EXERCISE BRIEF
Your output should consist of the data, copied exactly.

Recorded data
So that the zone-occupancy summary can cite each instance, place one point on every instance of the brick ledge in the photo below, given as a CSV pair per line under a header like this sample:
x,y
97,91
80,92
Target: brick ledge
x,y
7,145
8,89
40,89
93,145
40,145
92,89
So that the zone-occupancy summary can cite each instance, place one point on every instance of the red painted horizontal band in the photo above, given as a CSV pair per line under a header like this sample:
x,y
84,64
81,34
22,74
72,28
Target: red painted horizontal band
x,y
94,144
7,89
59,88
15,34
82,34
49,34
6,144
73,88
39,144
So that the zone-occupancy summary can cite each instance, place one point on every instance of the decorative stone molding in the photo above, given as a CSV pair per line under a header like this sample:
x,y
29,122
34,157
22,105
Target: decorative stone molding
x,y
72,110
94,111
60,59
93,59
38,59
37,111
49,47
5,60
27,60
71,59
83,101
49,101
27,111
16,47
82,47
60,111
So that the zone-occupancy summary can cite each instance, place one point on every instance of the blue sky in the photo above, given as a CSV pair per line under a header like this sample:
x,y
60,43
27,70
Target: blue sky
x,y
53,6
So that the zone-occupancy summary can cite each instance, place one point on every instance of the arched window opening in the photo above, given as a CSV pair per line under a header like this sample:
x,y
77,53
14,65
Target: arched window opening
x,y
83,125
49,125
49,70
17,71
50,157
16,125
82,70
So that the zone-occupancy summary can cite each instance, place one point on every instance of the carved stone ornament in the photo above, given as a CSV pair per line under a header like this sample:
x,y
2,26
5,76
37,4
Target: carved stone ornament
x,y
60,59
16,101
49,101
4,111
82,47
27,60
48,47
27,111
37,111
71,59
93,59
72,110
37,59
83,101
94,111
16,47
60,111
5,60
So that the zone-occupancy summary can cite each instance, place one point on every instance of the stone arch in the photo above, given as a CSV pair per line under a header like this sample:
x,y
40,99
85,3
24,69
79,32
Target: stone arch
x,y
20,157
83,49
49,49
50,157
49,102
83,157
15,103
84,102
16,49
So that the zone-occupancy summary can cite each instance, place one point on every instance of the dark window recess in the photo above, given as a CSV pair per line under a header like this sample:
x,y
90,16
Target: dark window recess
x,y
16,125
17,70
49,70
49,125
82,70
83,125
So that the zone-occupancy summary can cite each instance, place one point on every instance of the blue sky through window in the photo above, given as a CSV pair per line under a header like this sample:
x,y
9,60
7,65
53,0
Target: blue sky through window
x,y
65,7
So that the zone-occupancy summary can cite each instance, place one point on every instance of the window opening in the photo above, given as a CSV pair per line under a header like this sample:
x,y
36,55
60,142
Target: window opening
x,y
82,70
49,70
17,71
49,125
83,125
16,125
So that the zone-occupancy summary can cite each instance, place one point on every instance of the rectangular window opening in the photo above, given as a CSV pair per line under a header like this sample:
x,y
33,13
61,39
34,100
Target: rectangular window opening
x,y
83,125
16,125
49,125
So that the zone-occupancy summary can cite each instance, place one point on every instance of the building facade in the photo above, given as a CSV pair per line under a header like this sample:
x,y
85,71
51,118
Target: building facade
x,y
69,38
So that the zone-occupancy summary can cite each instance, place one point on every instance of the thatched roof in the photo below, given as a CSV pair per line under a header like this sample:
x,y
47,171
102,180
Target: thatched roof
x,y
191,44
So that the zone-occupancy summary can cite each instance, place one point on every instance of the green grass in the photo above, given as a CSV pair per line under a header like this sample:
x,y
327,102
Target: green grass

TASK SOLUTION
So that the zone-occupancy summary can cite each instance, place one point on every instance of the brick ledge in the photo below, given as a CSV pair per line under a header like this sample:
x,y
97,91
80,92
Target: brick ledge
x,y
7,145
8,89
40,89
93,145
40,145
92,89
So that the zone-occupancy summary can cite each instance, place one point on every instance of the red painted horizontal band in the photo above, given as a CSV pair per line under a header like this sample:
x,y
84,64
81,34
22,74
72,28
Target: red painted horizontal band
x,y
94,144
7,89
59,88
15,34
82,34
49,34
6,144
73,88
39,144
So that the zone-occupancy summary can cite each instance, place one point on every instance of the decorative stone molding in the photo above, given as a CSV pair per line under a header like this sample:
x,y
29,122
34,157
22,105
Target: decorative stone molding
x,y
72,110
94,111
60,59
93,59
38,59
37,111
49,47
5,60
27,60
71,59
83,101
49,101
27,111
16,47
82,47
60,111
So that the zone-occupancy summary can cite each instance, place one point on every instance of the blue sky in the photo above, given as a CSV pair per line under a header like this sample:
x,y
60,43
27,70
Target: blue sky
x,y
53,6
So that the zone-occupancy summary can cite each instance, place one point on every instance of the arched window opening in the photo above, given as a CSV pair per line under a header like this sample:
x,y
77,53
14,65
Target: arched window opening
x,y
83,125
49,125
49,70
17,71
50,157
16,125
82,70
So that the zone-occupancy summary can cite each instance, place one point on every instance of the carved stone ornament in the photo above, given as a CSV pair per line under a header like this sample:
x,y
2,26
5,76
37,4
Target: carved stone ornament
x,y
60,59
16,101
49,101
4,111
82,47
27,60
48,47
27,111
37,111
71,59
93,59
72,110
37,59
83,101
94,111
16,47
60,111
5,60
So that the zone-occupancy summary can cite each instance, place one point on every instance of the stone arch in the photo above, given as a CSV pair per line under a header like this sample:
x,y
40,99
85,3
24,69
79,32
Target: stone arch
x,y
20,157
83,49
49,49
50,157
49,102
83,157
15,103
84,102
16,49
So that the zone-occupancy summary can cite each instance, place one point on every instance of the dark window recess in the photo above, given as a CSV pair per line under a header like this sample:
x,y
90,16
Target: dark window recess
x,y
16,125
17,70
49,70
49,125
82,70
83,125
So that the zone-occupancy summary can cite each instance, place one point on every instance of the blue sky through window in the photo above, given as a CSV pair per line under a header like this sample:
x,y
9,60
7,65
53,0
Target: blue sky through window
x,y
65,7
So that the zone-occupancy summary can cite each instance, place one point on every instance of the window opening in the photo above, given as a CSV pair per line under a header like this sample:
x,y
36,55
60,142
Target: window opening
x,y
82,70
49,70
17,71
49,125
83,125
16,125
So that the zone-occupancy summary can cite each instance, place one point on every instance of the rectangular window opening in the photo above, given as a CSV pair per line under a header like this sample:
x,y
33,13
61,39
34,100
Target: rectangular window opening
x,y
83,125
16,125
49,125
So that the zone-occupancy summary can cite each instance, place one point on every instance of the building facade in the photo above, given as a CSV pair per line under a header like this sample:
x,y
85,71
51,118
Target: building facade
x,y
69,38
So that the zone-occupancy summary can cite each instance, place one point on every instance of the thatched roof in the photo below, given as a CSV pair per line under a header like this sample:
x,y
47,171
102,180
Target: thatched roof
x,y
191,44
So that the zone-occupancy summary can cite each instance, place one point on every instance of the green grass in the photo above, given as a CSV pair per line under a header like this sample:
x,y
327,102
Target: green grass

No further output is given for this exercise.